◆ **The problem**
Rewrite the data from the line that contains "Target: white lace curtain" through the end, changing each "instance" to "object" and keeping everything else as it is.

# START OF Records shown

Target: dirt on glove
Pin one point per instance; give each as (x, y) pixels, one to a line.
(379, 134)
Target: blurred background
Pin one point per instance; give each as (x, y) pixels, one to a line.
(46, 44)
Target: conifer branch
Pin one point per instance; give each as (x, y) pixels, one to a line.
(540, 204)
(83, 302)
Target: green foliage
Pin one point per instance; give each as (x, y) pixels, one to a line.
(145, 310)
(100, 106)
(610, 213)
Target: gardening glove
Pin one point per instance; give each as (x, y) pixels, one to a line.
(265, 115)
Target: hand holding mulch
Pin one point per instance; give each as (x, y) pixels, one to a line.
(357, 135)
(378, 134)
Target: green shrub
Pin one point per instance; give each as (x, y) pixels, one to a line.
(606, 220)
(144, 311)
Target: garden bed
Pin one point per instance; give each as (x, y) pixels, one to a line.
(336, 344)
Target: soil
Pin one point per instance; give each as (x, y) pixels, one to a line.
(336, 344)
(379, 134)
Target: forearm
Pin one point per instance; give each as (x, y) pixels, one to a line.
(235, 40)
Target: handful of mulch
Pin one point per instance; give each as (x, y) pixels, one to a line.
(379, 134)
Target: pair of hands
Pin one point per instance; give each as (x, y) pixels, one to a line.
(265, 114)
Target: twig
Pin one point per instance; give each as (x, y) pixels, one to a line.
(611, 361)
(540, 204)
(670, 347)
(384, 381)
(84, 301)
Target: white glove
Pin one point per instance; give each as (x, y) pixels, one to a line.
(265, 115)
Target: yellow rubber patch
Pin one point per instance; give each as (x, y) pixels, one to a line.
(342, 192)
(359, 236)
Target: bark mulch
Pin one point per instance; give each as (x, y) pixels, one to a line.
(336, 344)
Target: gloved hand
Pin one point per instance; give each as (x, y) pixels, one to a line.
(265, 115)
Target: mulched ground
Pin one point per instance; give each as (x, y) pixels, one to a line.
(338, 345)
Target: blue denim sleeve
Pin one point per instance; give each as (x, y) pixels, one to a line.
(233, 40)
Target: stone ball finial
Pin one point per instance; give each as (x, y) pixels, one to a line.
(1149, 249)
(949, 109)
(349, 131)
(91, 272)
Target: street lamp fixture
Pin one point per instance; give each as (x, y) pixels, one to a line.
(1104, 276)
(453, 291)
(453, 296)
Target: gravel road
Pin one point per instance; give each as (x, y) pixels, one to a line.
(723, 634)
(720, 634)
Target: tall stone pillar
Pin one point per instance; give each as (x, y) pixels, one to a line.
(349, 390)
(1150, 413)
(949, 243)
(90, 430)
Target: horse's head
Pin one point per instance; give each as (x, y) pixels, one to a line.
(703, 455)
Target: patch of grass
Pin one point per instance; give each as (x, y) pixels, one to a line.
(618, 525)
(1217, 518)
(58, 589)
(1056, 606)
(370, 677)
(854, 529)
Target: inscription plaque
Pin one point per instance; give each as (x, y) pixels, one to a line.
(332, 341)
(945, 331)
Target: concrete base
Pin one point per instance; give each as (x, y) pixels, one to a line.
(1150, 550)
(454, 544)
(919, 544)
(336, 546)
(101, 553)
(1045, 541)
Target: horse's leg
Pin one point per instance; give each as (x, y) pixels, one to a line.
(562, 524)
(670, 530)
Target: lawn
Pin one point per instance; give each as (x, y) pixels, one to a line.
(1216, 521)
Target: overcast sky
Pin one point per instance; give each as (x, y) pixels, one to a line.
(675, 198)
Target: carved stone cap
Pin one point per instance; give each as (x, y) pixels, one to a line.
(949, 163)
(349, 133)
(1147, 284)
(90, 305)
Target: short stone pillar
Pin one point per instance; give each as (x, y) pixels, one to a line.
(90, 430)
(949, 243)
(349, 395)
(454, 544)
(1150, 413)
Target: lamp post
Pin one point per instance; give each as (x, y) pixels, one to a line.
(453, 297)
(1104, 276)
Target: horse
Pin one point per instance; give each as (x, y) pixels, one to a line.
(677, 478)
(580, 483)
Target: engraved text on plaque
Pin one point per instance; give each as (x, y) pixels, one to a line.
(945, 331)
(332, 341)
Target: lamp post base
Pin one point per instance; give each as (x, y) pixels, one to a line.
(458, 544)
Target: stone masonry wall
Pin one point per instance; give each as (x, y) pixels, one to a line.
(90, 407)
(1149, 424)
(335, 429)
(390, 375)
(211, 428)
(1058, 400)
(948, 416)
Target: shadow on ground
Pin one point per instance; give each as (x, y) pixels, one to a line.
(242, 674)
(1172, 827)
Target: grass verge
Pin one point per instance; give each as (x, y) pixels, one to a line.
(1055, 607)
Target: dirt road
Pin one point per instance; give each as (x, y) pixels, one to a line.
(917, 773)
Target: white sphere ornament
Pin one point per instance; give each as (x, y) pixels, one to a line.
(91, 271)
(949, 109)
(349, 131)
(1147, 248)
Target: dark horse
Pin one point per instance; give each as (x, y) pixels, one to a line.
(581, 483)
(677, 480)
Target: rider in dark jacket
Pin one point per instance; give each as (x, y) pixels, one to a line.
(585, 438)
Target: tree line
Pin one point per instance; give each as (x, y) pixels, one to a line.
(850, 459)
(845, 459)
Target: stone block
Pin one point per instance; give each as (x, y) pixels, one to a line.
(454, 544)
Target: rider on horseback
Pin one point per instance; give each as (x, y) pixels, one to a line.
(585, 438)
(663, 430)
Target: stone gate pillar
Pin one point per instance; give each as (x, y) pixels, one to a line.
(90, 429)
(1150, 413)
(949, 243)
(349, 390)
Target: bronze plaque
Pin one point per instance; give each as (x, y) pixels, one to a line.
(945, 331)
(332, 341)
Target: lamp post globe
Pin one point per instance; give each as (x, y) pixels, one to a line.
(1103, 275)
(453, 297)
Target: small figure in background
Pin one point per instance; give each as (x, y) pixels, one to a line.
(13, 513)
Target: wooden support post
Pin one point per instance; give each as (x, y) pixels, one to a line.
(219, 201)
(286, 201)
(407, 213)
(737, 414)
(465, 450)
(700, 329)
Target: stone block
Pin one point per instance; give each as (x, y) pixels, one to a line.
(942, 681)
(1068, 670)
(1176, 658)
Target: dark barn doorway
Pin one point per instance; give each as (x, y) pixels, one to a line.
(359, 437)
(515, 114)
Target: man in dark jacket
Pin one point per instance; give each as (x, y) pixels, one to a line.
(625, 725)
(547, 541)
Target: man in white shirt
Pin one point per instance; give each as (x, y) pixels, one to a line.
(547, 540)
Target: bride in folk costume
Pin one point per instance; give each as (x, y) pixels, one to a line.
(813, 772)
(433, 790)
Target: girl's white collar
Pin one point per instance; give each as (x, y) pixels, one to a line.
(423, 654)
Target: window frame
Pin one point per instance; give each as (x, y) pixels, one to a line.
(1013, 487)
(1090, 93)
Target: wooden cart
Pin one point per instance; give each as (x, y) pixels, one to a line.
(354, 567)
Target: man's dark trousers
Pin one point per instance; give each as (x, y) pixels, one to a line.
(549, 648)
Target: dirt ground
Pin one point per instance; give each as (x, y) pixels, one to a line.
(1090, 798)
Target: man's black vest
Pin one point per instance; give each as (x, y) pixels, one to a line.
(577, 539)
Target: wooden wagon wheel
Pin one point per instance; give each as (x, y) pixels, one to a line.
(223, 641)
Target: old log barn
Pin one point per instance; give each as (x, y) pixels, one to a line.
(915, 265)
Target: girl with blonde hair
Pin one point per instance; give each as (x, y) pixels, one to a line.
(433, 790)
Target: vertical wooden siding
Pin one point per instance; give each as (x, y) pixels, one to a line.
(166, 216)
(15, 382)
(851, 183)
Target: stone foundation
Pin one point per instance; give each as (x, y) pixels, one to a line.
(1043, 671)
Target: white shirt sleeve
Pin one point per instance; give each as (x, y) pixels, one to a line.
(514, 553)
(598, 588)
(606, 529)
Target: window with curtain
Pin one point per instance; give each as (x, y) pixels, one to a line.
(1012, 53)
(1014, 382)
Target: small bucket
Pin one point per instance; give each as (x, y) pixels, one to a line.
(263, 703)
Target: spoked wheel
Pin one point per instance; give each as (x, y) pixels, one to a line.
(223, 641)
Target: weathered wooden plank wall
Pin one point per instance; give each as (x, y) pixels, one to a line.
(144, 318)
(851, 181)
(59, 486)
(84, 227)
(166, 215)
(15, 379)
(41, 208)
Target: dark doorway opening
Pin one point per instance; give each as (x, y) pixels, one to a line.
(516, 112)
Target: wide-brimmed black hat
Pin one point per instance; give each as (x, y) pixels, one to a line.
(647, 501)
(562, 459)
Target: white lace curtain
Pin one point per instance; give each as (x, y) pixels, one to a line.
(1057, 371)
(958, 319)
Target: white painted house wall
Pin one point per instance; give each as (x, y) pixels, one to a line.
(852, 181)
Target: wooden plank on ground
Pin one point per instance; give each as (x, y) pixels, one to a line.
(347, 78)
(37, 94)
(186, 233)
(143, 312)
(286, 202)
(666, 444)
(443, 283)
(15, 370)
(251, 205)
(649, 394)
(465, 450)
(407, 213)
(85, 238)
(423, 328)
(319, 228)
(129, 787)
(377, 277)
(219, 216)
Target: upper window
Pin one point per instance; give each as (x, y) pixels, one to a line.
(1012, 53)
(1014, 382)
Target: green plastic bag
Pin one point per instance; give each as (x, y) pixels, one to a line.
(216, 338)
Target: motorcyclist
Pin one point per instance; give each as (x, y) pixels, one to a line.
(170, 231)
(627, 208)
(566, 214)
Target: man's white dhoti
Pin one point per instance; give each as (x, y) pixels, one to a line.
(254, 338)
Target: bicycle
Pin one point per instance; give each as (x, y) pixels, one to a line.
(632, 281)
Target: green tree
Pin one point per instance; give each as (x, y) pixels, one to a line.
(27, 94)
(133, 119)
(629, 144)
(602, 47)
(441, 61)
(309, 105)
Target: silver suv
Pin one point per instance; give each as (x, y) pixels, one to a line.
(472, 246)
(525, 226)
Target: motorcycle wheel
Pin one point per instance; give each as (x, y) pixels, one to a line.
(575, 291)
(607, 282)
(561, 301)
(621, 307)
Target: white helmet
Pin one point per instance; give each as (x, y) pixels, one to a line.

# END OF Records shown

◆ **Answer in full**
Target: white lace curtain
Pin one point per object; give each as (x, y) pixels, one to a line.
(1057, 371)
(958, 319)
Target: white painted house wall
Pin one point per object; give each as (x, y) pixels, one to a line.
(852, 181)
Target: wooden plank on ground
Pin one point per object; give each as (x, y) pixels, one to a line.
(347, 78)
(37, 94)
(186, 233)
(143, 312)
(286, 202)
(666, 444)
(443, 283)
(15, 370)
(251, 205)
(649, 394)
(465, 450)
(407, 213)
(85, 238)
(423, 328)
(319, 228)
(129, 787)
(377, 277)
(219, 216)
Target: upper window
Pin one point per object; give each as (x, y) pixels, one to a line.
(1012, 53)
(1014, 382)
Target: green plastic bag
Pin one point per object; give each as (x, y) pixels, one to a line.
(216, 338)
Target: motorcyclist
Pin one point per object; give each as (x, y) pixels, one to a line.
(170, 231)
(627, 208)
(566, 214)
Target: man's white dhoti
Pin one point per object; give each as (x, y) pixels, one to a line.
(254, 338)
Target: bicycle
Pin one point per object; give each as (x, y) pixels, one to a line.
(632, 281)
Target: green tree
Pin one point per object; give each as (x, y) pixels, one to a line.
(27, 94)
(133, 119)
(629, 144)
(602, 47)
(441, 61)
(309, 105)
Target: silver suv
Pin one point per object; give each as (x, y) pixels, one to a line.
(472, 246)
(525, 226)
Target: motorcycle wheel
Pin one point per object; give each as (x, y) pixels, one to a line.
(575, 291)
(607, 282)
(561, 301)
(621, 307)
Target: white helmet
Pin one point per object; give each as (x, y) pixels, one to a line.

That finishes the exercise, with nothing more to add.